ASSIGNMENT:
Print word for word the records from the line containing "table by writing its bounding box." through the end.

MATERIAL SHOWN below:

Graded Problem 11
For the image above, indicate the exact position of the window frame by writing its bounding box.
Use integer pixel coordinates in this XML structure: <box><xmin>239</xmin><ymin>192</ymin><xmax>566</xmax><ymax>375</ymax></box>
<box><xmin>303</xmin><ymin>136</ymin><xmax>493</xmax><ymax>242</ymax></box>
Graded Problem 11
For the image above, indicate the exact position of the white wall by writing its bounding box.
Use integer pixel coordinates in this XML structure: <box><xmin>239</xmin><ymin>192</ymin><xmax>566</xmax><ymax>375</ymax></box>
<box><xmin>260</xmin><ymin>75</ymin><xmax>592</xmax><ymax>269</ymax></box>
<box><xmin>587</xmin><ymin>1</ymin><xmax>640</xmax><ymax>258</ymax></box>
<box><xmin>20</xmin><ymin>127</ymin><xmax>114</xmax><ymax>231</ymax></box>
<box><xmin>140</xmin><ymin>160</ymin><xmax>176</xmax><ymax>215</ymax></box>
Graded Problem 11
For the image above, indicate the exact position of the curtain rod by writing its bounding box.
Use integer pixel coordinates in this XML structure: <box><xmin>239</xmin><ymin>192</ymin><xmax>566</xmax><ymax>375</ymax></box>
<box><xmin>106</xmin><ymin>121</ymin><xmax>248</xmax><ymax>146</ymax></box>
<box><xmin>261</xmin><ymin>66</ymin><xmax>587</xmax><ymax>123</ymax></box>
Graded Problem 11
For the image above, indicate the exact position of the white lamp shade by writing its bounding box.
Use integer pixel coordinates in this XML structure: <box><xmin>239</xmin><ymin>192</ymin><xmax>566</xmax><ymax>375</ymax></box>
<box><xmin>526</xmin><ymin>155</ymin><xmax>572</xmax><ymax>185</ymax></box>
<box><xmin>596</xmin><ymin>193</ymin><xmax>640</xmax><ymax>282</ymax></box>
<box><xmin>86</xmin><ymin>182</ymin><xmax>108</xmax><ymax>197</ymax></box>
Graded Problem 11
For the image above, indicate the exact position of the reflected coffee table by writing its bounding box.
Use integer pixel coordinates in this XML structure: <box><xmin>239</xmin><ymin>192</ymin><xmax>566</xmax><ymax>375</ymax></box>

End of MATERIAL SHOWN.

RESULT BELOW:
For the image above, indicate the exact position of the reflected coffee table by writing its bounding box.
Use integer pixel coordinates in this XML structure: <box><xmin>239</xmin><ymin>192</ymin><xmax>566</xmax><ymax>375</ymax></box>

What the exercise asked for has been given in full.